> _Короткая задача A_: Перепишите дословно фрагмент статьи о школьной травле между словами «Во всем мире» и «как проводилось исследование?» включительно.

На сайте "Теории и практики" опубликована статья Ксении Донской "Школа агрессии: исследователь Даниил Александров о подростковом буллинге и способах с ним справляться". Приводим текст статьи.
Во всем мире школы стараются бороться со случаями подростковой травли — например, в университете Турку в Финляндии разработана программа по вопросам школьного насилия KiVa, которая уже признана одной из лучших и активно адаптируется другими странами. В России буллинг пока изучен мало, но постепенно таким темам, как влияние атмосферы в классах на детей, уделяется все больше внимания. По инициативе программы «Учитель для России» в Калужской области было проведено глобальное исследование школьного климата. О его результатах «Теории и практики» побеседовали с заведующим научной лабораторией «Социология образования и науки» Санкт-Петербургского филиала «Высшей школы экономики» Даниилом Александровым.
— Расскажите, пожалуйста, как проводилось исследование?
— Мы исследовали 249 школ (во всех больше 100 учащихся), в которых опросили школьников шестых-девятых классов — примерно 27 тысяч учеников. Это огромные цифры. Для Калужской области был создан инструмент с дополнительными шкалами, которые мы раньше не использовали, например более подробные шкалы про буллинг и кибербуллинг. В нем учитывались главные компоненты школьного климата: отношения с учителями и доверие к ним, отношения со сверстниками, отношение к школе в целом, отношение к учебе и мотивация, агрессия в школе. Также мы спрашивали об отношении к самим себе, то есть о самооценке в плане школьных предметов. Большинство вопросов были по шкале Лайкерта, то есть дано, например, утверждение «В нашем классе все время шумно» и надо оценить, насколько это верно, от 1 до 4.

> _Данные для задания_:
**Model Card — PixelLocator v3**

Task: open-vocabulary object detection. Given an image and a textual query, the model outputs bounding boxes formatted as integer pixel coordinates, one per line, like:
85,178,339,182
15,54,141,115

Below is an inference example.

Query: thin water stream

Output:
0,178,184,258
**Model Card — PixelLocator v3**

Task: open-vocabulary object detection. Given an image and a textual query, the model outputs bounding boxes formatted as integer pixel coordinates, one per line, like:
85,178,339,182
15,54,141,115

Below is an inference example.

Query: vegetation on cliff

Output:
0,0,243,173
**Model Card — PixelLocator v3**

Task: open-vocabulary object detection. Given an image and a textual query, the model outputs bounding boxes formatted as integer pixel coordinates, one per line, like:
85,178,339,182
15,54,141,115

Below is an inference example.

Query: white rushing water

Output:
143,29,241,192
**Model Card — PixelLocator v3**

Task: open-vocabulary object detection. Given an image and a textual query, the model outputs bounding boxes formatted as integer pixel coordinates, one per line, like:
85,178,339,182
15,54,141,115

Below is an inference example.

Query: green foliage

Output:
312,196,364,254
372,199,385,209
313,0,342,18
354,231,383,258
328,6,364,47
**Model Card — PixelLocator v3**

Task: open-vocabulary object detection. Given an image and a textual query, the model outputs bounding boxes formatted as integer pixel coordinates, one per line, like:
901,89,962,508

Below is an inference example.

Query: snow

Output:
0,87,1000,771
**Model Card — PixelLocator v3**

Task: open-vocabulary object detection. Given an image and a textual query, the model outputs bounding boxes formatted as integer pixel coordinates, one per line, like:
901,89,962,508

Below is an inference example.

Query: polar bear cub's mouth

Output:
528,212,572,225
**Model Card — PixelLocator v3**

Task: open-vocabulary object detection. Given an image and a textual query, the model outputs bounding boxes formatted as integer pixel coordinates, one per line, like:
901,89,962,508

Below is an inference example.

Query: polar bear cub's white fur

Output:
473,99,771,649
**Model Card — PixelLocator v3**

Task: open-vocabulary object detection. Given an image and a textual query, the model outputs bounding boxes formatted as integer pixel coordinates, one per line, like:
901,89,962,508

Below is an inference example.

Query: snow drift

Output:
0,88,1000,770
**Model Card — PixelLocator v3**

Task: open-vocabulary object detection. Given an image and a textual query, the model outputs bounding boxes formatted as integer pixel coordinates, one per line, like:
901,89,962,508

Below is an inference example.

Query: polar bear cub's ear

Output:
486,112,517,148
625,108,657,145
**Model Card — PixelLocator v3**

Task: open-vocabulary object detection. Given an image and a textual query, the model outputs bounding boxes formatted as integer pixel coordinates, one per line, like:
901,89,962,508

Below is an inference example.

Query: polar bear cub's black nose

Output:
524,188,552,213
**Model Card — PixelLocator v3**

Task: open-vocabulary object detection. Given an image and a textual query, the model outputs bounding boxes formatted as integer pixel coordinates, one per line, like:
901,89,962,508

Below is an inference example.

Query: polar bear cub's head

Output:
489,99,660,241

> _Короткая задача B_: Определите все строки в данных выше, где встречается слово «bear», и выпишите каждую из них целиком.

> _Результат задания A_:
Во всем мире школы стараются бороться со случаями подростковой травли — например, в университете Турку в Финляндии разработана программа по вопросам школьного насилия KiVa, которая уже признана одной из лучших и активно адаптируется другими странами. В России буллинг пока изучен мало, но постепенно таким темам, как влияние атмосферы в классах на детей, уделяется все больше внимания. По инициативе программы «Учитель для России» в Калужской области было проведено глобальное исследование школьного климата. О его результатах «Теории и практики» побеседовали с заведующим научной лабораторией «Социология образования и науки» Санкт-Петербургского филиала «Высшей школы экономики» Даниилом Александровым.
— Расскажите, пожалуйста, как проводилось исследование?

> _Результат задания B_:
Query: polar bear cub's mouth
Query: polar bear cub's white fur
Query: polar bear cub's ear
Query: polar bear cub's black nose
Query: polar bear cub's head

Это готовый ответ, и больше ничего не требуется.